_What is required_
Write everything from the line containing "Each instance of the door" down to the line containing "Query: door frame", both included and nothing else, as a JSON list of strings with one string per line and blank lines omitted.

_Entries supplied_
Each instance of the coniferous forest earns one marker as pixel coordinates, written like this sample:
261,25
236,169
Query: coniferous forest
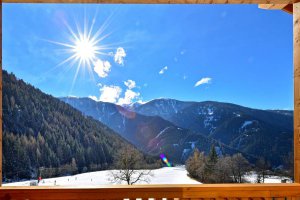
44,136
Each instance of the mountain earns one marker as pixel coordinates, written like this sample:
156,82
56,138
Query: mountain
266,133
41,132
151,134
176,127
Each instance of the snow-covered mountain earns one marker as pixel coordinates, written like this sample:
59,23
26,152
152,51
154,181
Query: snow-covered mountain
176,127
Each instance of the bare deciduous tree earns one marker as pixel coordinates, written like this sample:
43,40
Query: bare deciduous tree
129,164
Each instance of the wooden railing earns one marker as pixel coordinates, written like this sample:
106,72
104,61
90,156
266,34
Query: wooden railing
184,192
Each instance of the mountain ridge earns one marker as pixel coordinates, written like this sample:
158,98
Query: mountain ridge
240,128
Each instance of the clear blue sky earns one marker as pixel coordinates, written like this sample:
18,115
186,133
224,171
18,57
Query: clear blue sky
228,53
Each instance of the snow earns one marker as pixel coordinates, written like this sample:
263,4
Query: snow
--
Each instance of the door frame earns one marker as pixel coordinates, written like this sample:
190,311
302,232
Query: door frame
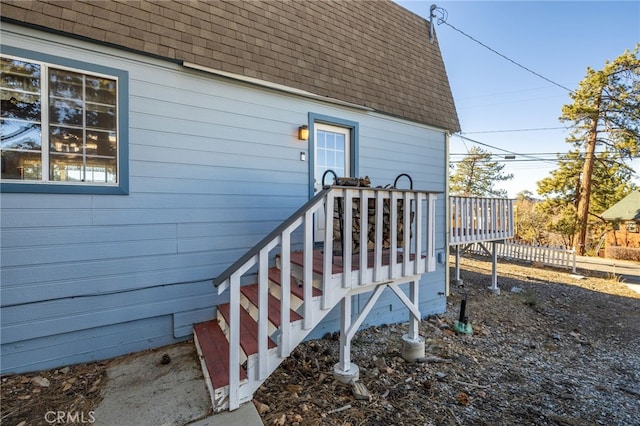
* * *
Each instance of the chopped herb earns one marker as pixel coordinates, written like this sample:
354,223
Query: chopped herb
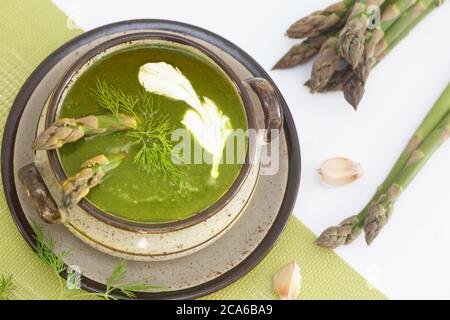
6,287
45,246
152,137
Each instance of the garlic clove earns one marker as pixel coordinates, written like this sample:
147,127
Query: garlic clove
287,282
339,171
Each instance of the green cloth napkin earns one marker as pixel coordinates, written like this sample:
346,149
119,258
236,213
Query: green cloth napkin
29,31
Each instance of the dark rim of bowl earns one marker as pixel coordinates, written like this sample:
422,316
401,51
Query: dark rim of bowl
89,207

_Solution_
[
  "Each instance of the door frame earns one marker as pixel coordinates, written like this sample:",
  "190,311",
  "302,232",
  "Query: door frame"
]